(Referring expression pointing data)

___

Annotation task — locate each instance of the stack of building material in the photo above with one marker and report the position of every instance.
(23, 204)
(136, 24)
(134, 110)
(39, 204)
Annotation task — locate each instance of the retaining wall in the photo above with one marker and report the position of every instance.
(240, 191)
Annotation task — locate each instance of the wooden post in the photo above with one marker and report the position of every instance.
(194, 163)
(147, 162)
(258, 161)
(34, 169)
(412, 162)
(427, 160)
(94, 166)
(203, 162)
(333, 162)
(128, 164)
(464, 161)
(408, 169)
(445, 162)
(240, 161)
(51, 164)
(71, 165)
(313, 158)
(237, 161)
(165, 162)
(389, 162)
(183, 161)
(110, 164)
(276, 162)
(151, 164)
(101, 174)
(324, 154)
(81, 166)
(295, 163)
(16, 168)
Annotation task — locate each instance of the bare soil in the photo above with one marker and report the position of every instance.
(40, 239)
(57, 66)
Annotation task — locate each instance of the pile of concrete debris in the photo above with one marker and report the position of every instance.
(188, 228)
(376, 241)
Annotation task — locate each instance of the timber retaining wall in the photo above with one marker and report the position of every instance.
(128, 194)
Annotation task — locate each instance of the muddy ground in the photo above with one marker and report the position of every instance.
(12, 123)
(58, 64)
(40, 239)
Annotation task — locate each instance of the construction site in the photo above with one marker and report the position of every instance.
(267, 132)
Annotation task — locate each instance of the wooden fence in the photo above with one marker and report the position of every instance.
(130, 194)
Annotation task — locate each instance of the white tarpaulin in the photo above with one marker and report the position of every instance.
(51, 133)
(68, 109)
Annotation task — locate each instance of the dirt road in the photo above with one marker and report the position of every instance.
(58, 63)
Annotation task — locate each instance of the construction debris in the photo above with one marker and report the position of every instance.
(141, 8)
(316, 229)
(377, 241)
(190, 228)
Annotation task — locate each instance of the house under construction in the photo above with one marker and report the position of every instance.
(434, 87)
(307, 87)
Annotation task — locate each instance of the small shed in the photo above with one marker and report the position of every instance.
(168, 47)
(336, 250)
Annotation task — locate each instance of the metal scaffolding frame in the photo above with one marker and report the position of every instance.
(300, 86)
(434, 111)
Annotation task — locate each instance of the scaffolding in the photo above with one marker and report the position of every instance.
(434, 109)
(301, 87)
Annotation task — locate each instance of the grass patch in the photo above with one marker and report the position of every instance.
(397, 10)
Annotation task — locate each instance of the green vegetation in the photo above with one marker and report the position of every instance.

___

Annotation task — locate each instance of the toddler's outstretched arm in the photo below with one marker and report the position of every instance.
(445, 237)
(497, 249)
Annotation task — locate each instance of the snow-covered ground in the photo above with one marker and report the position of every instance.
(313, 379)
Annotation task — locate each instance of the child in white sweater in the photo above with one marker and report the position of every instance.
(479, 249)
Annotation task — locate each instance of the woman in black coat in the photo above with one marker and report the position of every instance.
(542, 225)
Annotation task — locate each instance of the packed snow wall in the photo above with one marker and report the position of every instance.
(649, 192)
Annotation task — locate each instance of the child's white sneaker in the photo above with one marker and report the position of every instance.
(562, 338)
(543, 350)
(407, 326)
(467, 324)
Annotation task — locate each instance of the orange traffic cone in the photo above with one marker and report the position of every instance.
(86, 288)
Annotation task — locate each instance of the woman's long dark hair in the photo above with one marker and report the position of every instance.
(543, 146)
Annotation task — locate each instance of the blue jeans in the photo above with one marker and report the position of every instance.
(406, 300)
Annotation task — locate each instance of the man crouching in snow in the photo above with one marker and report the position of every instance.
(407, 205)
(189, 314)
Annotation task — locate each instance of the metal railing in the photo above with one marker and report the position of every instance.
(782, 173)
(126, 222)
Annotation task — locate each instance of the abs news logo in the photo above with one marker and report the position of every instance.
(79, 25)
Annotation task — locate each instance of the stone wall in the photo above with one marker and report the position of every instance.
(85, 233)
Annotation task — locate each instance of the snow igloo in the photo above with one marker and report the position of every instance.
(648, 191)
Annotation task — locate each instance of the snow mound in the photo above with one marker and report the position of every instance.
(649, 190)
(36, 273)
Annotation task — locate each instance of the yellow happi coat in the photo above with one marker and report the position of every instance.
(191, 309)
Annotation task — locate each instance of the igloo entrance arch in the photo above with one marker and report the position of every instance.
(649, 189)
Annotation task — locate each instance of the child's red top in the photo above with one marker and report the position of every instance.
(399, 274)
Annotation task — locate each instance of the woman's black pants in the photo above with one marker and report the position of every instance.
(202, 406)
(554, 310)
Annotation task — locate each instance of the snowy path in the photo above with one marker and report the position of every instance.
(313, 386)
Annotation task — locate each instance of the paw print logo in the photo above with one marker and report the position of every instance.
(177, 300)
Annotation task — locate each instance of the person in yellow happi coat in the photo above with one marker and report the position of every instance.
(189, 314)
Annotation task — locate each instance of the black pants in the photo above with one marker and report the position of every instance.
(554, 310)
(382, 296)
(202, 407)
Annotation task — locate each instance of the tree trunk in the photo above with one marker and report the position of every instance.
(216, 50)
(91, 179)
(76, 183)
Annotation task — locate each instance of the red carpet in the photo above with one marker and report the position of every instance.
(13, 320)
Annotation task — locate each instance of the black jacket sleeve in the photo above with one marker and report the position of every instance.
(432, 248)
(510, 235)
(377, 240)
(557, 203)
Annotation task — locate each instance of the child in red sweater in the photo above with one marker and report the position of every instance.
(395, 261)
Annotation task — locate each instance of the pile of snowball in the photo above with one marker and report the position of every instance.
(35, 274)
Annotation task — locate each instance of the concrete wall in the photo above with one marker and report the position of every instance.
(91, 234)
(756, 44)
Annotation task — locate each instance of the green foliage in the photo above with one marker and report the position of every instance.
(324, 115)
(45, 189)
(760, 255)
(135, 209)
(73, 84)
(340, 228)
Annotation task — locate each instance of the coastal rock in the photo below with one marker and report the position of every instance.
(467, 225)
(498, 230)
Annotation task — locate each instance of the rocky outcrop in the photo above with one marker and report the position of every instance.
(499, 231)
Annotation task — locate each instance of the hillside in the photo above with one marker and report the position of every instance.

___

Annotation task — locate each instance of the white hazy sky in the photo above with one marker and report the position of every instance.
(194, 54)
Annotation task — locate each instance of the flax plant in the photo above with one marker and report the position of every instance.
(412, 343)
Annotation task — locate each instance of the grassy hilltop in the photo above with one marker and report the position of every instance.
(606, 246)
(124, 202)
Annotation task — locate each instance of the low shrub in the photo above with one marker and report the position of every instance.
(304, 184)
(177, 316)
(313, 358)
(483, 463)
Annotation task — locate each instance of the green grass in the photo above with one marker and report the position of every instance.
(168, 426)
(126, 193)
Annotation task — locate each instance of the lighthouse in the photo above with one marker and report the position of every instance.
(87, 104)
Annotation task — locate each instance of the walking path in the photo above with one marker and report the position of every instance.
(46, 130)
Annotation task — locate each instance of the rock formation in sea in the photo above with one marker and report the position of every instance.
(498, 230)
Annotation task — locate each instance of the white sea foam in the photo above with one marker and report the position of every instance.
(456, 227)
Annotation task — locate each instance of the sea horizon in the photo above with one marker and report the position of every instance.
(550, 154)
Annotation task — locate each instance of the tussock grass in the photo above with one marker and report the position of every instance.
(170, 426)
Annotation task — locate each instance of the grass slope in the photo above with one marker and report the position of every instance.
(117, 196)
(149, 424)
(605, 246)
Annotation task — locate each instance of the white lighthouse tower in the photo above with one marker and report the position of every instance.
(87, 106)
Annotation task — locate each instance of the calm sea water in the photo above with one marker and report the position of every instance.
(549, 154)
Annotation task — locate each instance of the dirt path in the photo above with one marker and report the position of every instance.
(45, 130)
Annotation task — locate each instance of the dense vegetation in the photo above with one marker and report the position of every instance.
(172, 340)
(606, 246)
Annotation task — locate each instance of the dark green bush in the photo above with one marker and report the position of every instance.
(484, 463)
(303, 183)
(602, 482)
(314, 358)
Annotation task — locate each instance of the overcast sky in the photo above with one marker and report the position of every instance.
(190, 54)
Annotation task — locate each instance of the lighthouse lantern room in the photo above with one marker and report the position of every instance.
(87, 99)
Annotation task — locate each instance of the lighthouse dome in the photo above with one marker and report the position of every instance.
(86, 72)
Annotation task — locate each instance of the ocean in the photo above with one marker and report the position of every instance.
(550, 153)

___

Task instructions:
In the records above, the line with "Annotation task — locate each instance of the dirt road" marks the start and the line with "Annotation task — locate each instance of the green vegetation" marks the end; copy that stretch exactly, both lines included, and nothing else.

Output for this task:
Annotation task — locate each instance of the dirt road in the photo above with one marker and report the position of every instance.
(58, 63)
Annotation task — locate each instance of the construction debris in the photo above with one marker and report the position of every instance.
(141, 8)
(316, 229)
(377, 241)
(190, 228)
Annotation task — locate each instance of the house under construction in the photo above with one marker and report the position of every instance.
(434, 87)
(307, 87)
Annotation task — locate each instance of the small shed in the photo above with one marker and report the position of every instance.
(168, 47)
(336, 250)
Annotation task — locate each instance of the metal scaffolding frame in the photo above with one marker and report the position of every instance.
(300, 86)
(434, 111)
Annotation task — locate each instance of the scaffolding in the photo above with one marker and report the position of every instance.
(434, 109)
(301, 87)
Annotation task — locate each instance of the grass patch in the photo above with one marker and report the position of every instance.
(397, 10)
Annotation task — locate each instance of the green vegetation in the photo above with one marker and report the position of every instance.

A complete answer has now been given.